### Task
Identify every line of the data below that contains the word "positive" and copy each one in full. Case counts.

+++ Available data +++

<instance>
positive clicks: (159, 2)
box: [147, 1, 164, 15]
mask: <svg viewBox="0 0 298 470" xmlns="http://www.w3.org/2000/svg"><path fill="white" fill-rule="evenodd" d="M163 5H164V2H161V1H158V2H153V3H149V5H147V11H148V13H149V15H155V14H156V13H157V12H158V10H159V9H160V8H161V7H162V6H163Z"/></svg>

+++
+++ Available data +++

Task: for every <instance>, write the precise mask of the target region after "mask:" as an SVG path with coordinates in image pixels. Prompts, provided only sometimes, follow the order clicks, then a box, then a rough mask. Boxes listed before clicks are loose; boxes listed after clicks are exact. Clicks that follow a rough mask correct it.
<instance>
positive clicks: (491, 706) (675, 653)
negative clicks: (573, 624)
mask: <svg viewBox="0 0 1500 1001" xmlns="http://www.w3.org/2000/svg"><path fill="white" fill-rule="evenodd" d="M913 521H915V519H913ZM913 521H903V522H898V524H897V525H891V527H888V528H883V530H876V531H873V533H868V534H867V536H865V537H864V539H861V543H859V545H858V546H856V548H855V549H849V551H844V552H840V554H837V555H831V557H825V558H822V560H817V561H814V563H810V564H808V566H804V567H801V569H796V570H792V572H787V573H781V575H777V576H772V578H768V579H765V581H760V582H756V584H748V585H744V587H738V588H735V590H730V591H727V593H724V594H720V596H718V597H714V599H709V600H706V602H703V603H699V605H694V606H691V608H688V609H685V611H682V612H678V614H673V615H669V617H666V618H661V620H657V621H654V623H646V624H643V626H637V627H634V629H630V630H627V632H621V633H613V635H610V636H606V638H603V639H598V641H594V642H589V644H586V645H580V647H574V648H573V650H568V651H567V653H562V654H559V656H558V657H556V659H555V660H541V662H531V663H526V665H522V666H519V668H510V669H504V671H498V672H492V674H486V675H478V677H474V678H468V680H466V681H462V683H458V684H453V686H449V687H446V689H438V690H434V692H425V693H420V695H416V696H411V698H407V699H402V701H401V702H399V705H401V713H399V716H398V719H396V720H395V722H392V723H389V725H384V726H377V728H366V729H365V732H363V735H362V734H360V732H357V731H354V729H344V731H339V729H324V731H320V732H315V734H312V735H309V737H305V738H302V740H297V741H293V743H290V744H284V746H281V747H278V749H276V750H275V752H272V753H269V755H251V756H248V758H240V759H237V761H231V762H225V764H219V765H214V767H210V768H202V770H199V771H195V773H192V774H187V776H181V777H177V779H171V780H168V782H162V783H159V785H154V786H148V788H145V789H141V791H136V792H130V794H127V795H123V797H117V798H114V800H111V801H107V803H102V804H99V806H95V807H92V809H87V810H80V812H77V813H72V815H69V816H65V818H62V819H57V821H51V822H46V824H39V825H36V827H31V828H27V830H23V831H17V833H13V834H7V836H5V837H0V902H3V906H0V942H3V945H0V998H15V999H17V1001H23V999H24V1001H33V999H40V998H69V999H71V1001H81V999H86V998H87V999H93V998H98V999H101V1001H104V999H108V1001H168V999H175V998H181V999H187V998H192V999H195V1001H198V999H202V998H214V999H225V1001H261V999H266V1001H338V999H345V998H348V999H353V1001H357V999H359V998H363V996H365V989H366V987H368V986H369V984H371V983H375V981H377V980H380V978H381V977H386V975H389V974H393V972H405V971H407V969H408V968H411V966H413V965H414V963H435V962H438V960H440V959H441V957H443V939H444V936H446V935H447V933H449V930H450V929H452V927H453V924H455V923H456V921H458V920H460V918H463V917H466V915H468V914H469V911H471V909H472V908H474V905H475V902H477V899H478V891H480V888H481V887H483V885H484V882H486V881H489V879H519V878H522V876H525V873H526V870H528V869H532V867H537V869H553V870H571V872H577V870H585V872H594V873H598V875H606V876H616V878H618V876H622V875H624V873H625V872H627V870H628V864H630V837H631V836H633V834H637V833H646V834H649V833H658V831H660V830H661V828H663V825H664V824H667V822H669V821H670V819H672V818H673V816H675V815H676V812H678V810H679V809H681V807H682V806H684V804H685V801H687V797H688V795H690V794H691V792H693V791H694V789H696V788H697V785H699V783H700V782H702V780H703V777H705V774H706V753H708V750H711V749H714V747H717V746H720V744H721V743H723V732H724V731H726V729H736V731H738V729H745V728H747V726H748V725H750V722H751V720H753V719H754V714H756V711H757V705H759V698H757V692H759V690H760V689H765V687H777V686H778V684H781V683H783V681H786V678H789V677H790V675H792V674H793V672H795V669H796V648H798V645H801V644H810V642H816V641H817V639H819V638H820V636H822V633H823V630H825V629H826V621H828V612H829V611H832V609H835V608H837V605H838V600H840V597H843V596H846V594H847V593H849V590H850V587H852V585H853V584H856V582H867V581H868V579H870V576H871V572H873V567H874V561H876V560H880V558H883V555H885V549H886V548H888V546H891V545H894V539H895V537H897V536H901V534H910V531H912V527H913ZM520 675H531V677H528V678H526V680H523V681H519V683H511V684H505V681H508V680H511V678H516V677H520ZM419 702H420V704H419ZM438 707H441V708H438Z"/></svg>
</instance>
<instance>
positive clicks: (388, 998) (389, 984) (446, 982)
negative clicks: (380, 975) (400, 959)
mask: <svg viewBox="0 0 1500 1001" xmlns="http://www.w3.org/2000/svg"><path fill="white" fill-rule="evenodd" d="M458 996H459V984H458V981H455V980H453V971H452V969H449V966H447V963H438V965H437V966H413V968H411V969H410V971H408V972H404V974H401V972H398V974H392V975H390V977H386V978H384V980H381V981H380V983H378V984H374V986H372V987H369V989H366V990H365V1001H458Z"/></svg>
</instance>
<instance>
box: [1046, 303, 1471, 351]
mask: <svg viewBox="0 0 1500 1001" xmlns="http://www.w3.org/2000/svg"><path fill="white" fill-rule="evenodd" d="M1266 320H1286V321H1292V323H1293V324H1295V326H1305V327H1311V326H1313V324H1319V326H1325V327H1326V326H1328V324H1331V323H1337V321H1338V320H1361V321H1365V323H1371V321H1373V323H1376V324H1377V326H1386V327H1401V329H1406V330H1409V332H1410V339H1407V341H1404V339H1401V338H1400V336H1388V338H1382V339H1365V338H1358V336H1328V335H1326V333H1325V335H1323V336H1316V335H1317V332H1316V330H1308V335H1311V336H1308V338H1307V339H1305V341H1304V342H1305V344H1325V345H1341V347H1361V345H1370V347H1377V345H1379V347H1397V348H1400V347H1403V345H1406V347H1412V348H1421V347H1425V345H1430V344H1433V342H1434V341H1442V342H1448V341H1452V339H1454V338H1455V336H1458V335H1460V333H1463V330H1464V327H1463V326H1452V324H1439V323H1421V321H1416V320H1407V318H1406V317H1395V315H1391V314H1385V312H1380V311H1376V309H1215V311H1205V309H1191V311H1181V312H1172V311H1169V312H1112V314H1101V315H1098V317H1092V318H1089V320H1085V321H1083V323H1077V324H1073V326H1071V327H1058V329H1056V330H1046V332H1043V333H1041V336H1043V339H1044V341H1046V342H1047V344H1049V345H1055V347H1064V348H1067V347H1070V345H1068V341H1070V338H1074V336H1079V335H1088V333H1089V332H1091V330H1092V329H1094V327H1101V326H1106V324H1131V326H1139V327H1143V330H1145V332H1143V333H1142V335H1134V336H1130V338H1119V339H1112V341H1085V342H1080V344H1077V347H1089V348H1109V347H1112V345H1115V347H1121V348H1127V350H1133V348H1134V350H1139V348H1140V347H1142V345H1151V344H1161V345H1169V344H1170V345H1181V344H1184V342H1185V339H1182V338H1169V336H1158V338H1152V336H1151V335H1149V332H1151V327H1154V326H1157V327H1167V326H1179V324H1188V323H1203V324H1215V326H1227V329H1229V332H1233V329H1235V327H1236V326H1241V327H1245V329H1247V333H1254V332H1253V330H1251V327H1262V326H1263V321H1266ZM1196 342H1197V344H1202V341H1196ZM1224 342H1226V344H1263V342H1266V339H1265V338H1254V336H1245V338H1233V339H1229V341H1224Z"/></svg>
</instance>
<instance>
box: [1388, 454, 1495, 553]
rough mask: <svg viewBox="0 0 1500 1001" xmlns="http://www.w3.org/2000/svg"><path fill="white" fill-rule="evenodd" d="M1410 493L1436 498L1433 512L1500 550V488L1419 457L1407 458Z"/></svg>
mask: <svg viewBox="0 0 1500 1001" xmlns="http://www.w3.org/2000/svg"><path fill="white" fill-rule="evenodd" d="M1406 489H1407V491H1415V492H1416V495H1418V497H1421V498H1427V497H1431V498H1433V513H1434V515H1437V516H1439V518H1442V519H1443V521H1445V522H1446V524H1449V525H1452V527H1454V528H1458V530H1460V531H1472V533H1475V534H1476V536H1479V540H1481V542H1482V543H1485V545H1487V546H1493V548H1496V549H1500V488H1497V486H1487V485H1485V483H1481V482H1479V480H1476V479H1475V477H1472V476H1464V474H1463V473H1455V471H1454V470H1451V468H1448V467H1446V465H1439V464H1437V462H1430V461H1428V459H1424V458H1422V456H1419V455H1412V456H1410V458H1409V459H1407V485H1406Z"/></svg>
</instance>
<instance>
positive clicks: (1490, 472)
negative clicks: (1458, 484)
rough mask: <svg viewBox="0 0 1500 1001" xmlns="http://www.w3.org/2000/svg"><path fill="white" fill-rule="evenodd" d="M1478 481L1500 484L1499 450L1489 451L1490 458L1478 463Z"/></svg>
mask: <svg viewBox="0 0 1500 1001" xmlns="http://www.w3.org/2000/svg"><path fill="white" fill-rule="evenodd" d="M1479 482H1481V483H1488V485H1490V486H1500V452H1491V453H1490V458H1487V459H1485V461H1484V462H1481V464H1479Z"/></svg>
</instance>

+++

### Finished exercise
positive clicks: (159, 2)
positive clicks: (491, 706) (675, 653)
positive clicks: (388, 998) (389, 984) (446, 982)
positive clicks: (1490, 472)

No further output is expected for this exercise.